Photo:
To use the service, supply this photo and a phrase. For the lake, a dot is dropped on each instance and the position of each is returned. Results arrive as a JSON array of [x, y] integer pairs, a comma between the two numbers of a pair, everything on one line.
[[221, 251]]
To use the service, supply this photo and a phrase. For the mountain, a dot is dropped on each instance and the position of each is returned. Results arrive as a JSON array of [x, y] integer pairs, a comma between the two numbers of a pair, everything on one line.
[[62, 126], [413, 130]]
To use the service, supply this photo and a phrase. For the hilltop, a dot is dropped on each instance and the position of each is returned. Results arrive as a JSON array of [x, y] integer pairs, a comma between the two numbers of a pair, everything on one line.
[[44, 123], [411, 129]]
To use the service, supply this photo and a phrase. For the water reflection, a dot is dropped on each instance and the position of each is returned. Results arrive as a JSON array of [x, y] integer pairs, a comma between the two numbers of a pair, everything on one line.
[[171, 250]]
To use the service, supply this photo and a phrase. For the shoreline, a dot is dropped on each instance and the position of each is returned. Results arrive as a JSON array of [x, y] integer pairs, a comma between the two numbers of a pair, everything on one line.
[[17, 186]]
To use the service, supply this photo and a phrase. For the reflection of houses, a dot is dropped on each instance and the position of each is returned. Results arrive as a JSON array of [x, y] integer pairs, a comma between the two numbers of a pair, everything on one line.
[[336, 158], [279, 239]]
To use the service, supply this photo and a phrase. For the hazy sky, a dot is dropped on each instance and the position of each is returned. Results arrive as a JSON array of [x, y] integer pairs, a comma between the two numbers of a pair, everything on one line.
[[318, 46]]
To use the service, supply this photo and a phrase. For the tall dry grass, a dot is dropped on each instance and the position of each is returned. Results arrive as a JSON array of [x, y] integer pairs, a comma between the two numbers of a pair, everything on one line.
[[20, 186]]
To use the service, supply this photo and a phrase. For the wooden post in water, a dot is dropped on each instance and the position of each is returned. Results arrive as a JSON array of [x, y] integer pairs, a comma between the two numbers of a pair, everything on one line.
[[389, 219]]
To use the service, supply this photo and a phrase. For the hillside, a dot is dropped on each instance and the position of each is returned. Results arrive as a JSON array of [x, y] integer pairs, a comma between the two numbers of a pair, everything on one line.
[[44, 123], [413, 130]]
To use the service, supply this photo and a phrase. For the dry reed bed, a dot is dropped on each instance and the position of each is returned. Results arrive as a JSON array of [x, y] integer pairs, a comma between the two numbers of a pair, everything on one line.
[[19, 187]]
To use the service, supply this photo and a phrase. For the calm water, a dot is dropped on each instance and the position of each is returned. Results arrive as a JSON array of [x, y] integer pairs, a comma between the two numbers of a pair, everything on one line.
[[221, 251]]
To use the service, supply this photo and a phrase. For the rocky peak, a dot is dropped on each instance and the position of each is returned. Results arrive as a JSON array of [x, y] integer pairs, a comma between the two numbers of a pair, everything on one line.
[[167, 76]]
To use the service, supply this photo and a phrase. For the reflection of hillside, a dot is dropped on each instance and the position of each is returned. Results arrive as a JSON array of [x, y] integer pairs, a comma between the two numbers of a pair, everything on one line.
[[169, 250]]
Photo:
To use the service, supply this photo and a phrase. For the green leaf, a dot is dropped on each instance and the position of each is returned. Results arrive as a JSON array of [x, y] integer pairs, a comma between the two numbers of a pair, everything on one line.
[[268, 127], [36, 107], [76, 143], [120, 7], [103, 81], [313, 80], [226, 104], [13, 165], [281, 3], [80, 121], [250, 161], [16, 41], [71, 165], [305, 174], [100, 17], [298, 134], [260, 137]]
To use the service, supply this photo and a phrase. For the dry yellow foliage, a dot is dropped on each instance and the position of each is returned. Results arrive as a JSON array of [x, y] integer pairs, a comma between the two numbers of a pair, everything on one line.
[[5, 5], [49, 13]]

===

**Task statement:** Rescale the rows from the line containing "For the tall" through the line containing "[[19, 187]]", both included. Reproduce every line in that range with the requests unchanged, and multiply each point coordinate in the answers by 2.55, rounding to whole numbers with halves rounded up.

**Task result:**
To use the service, supply this photo and a phrase. For the tall dry grass, a dot is dropped on each instance and the position of each is returned. Results arrive as a JSON array of [x, y] integer pairs, a comma between the two numbers of a pair, everything on one line.
[[51, 474]]
To use the service, supply this photo and a phrase. For the wooden post in water, a dot is dropped on each instance and the position of each is returned. Results arrive as a JSON array of [x, y] integer pairs, a comma between the two numbers of a pair, everything on one line.
[[992, 558]]
To use the service, supply this photo and a phrase. For the hillside, a dot is dropped on each instance and the position of each is returned. Results arrive as a JSON array of [x, y] integer pairs, a comma between the two numbers of a pair, everything on one line.
[[112, 314], [1053, 332]]
To use the service, supply this photo and a phrase. For the dry reed bed, a dot is dropped on each instance and the position of each is returned. Results arrive as a JSON array of [x, y] integer pairs, a comma between the two numbers of a pair, everything on one line.
[[48, 477]]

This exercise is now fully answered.